▸ Work instructions
Gather every line in the data below that contains the word "hose", and copy each one out.

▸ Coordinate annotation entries
----------

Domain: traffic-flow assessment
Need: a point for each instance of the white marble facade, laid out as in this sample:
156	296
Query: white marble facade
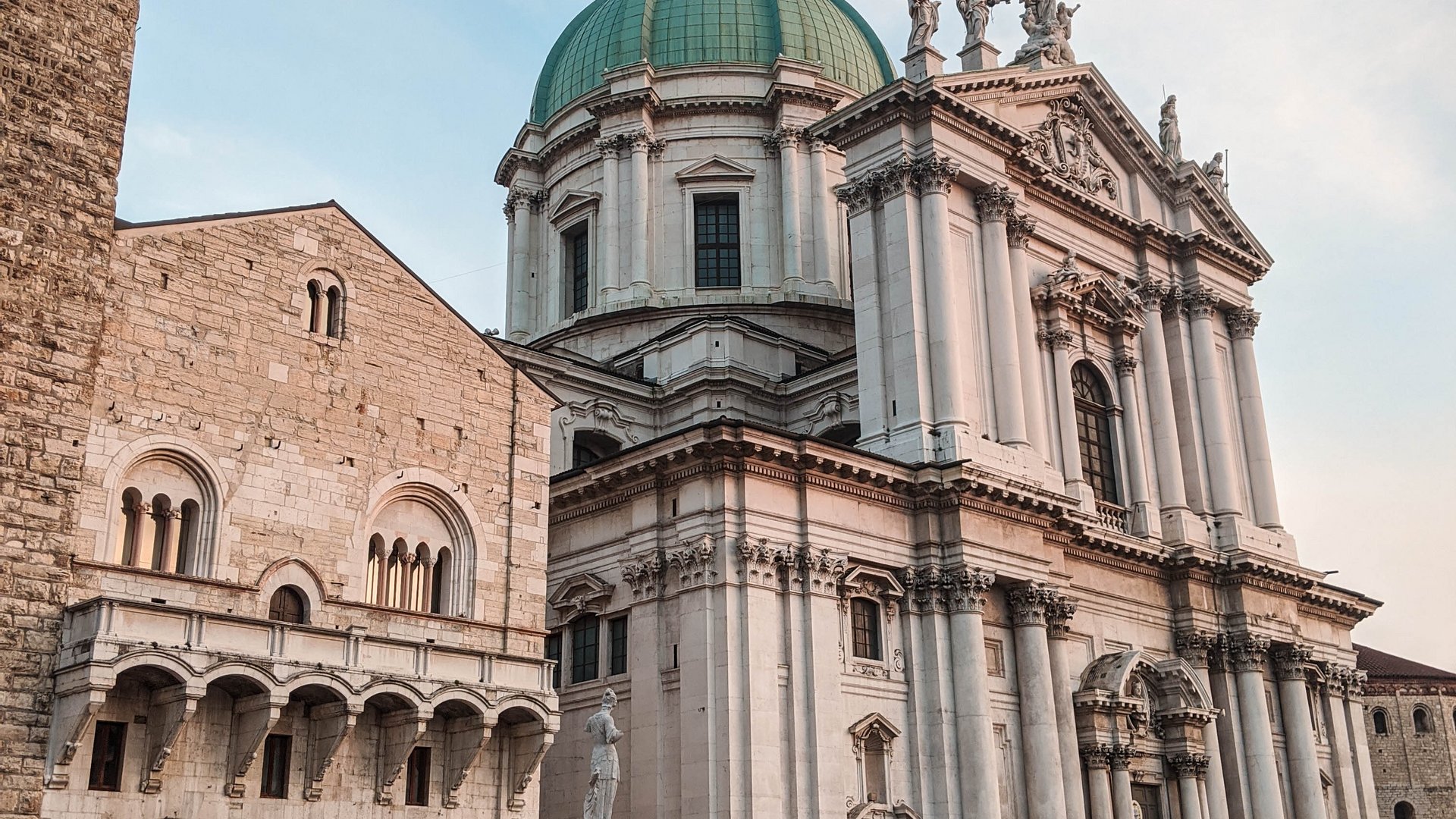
960	503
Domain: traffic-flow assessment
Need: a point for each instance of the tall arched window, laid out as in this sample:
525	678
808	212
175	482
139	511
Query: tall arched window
1094	410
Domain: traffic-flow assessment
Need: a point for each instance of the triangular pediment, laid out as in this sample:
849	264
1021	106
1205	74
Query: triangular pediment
715	168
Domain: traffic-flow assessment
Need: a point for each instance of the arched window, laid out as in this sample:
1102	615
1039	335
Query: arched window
1094	410
287	605
1423	719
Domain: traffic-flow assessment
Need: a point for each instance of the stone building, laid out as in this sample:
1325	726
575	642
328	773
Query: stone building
1411	723
274	515
910	457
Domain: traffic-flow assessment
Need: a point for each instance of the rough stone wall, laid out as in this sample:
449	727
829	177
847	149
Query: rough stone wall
1411	767
64	76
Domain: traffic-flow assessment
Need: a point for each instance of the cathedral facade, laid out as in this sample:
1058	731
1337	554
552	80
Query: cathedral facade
910	457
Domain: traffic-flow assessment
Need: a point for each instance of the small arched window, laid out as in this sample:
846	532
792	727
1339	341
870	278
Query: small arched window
1423	719
1094	411
287	605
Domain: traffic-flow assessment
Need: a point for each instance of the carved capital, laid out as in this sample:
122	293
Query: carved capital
996	203
1242	322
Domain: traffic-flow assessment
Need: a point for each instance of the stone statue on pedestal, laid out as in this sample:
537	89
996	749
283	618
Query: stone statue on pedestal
925	20
601	789
1168	133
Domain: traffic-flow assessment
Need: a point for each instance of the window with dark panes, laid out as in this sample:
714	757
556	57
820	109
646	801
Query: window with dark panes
717	253
585	648
865	627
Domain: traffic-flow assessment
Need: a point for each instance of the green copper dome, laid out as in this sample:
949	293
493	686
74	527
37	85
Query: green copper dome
610	34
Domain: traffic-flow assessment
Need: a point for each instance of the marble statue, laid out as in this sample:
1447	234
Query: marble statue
601	789
925	20
1168	133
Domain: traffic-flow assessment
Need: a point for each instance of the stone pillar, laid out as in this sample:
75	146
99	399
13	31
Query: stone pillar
1341	751
974	736
785	140
1163	419
1218	428
1019	229
1188	767
1059	618
946	325
1100	783
1242	324
1141	500
995	206
609	231
1247	654
1354	714
1194	646
1041	745
1299	732
826	237
1062	341
1120	758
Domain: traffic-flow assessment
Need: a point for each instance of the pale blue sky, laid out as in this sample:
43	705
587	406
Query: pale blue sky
1341	161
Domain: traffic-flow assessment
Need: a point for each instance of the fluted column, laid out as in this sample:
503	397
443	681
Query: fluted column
1059	623
1100	781
1163	419
1218	428
1188	767
1019	228
946	327
1141	500
1062	341
1247	654
826	238
609	229
1041	746
1242	324
1194	646
995	206
974	735
1299	732
1120	758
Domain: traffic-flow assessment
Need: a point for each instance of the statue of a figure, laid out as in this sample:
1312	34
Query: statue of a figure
925	20
601	789
1168	133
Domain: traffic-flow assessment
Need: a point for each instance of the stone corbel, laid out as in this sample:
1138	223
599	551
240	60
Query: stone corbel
465	741
253	719
74	713
166	716
328	726
400	735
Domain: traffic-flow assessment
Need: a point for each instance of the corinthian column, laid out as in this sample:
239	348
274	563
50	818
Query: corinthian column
1247	656
1299	732
974	736
995	206
1019	229
1041	746
1242	324
1218	428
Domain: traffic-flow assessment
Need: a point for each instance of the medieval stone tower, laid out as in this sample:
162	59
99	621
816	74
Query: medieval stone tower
64	76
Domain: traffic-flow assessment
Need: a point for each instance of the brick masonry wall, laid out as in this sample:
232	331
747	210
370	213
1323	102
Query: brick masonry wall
64	76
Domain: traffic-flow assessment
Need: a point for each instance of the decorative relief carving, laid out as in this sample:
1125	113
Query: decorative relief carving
1065	143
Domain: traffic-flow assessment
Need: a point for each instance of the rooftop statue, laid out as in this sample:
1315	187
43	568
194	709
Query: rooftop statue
1168	133
925	20
601	789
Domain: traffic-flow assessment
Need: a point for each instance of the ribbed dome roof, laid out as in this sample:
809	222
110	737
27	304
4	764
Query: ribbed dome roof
610	34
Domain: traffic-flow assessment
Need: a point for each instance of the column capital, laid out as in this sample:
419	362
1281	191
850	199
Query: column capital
1242	322
1291	661
1019	229
996	203
1247	651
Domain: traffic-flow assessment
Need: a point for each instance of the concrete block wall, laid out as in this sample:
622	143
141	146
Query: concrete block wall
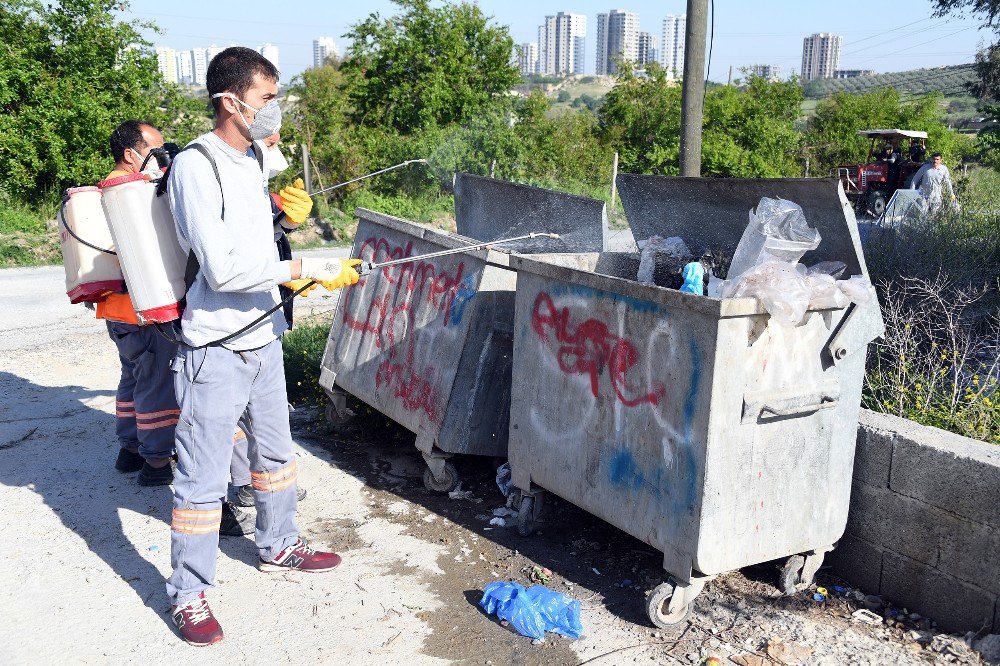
924	524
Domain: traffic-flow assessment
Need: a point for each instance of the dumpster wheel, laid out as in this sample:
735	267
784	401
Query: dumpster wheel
660	609
448	482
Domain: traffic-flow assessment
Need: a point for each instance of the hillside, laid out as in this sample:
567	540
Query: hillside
949	80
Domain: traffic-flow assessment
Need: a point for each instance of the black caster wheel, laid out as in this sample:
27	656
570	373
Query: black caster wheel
445	485
658	607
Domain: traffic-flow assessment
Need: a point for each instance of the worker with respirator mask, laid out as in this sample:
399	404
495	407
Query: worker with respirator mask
223	218
145	408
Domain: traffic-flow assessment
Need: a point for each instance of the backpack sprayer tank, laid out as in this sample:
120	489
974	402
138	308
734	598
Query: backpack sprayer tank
151	258
92	272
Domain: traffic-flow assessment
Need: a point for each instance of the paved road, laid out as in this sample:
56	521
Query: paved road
36	311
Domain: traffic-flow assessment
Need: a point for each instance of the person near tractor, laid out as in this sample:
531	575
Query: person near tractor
223	218
932	178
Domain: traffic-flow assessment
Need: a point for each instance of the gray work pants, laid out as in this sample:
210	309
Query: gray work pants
216	389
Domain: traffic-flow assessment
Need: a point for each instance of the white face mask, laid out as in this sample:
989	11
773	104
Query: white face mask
152	167
276	162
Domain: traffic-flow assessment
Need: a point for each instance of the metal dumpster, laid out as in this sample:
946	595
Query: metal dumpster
429	343
697	425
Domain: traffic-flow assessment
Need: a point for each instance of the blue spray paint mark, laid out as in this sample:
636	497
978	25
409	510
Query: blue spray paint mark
625	473
586	292
463	295
690	407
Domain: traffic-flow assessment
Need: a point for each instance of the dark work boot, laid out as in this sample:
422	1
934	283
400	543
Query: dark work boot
128	461
155	476
235	521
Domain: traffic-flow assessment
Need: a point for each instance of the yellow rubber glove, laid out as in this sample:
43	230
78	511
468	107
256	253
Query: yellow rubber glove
331	273
295	285
296	202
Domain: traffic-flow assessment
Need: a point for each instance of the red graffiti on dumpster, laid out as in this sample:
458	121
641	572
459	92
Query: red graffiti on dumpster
590	349
391	323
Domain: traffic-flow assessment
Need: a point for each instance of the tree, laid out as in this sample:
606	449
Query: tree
428	66
70	71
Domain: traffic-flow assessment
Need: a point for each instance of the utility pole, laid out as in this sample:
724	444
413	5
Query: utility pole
693	96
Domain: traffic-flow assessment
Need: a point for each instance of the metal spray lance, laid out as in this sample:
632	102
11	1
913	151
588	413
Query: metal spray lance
367	267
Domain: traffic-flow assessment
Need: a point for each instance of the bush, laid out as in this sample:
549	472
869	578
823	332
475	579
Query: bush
303	350
933	365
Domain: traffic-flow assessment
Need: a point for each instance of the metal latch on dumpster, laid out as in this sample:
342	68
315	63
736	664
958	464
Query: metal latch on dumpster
785	402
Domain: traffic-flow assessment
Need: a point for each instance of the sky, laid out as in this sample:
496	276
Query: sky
884	35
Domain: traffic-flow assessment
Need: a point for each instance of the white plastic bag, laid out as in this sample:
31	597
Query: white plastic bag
777	231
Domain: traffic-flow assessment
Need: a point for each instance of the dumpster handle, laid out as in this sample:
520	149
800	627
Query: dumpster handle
826	402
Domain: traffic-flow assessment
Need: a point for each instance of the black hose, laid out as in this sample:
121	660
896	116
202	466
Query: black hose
62	218
258	320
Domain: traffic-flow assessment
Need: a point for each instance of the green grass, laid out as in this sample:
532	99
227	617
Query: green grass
303	348
25	239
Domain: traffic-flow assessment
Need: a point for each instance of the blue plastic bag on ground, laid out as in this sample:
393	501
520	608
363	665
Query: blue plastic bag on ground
533	611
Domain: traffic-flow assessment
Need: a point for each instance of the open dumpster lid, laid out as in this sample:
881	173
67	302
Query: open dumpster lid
710	214
909	134
489	209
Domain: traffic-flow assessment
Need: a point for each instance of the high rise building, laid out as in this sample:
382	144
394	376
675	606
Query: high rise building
672	46
562	43
769	72
527	58
270	51
820	56
185	72
617	40
647	49
166	61
323	48
199	64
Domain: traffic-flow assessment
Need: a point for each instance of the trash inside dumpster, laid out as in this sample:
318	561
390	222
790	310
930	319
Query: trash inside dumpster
428	343
701	426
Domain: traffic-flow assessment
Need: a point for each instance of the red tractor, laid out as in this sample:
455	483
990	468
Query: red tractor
888	168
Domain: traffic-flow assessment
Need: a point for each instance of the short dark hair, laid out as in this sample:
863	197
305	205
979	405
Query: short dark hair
233	70
127	135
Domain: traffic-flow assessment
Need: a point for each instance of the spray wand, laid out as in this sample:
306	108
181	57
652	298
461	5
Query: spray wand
367	267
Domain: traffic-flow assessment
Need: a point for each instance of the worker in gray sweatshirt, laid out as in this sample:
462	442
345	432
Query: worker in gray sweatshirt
223	218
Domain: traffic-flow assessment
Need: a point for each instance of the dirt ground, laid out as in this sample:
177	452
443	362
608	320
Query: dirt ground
84	553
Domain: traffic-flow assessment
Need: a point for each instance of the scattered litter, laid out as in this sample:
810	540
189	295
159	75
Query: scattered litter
540	574
533	611
504	478
788	653
694	278
866	616
673	248
458	493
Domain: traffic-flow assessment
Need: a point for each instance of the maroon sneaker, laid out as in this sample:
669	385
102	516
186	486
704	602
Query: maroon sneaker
196	623
301	557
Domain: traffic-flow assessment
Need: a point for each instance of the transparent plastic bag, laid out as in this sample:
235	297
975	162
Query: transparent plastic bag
777	231
533	611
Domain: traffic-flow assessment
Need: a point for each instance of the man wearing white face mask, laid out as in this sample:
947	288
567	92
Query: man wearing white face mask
223	218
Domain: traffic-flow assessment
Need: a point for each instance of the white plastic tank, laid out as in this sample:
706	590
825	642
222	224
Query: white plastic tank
90	274
151	259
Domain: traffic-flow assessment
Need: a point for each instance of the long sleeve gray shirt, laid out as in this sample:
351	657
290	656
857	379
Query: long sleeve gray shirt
239	267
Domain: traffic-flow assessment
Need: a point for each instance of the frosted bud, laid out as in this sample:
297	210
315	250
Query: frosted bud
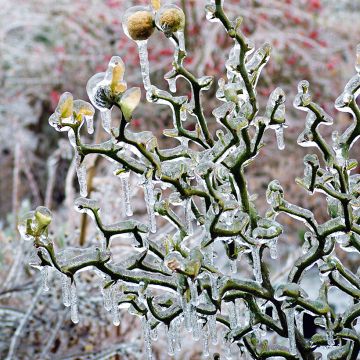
174	261
138	23
170	19
43	216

----------

▸ Reply
Need: a point for each instance of the black hose, laid out as in this sample:
Query: black hose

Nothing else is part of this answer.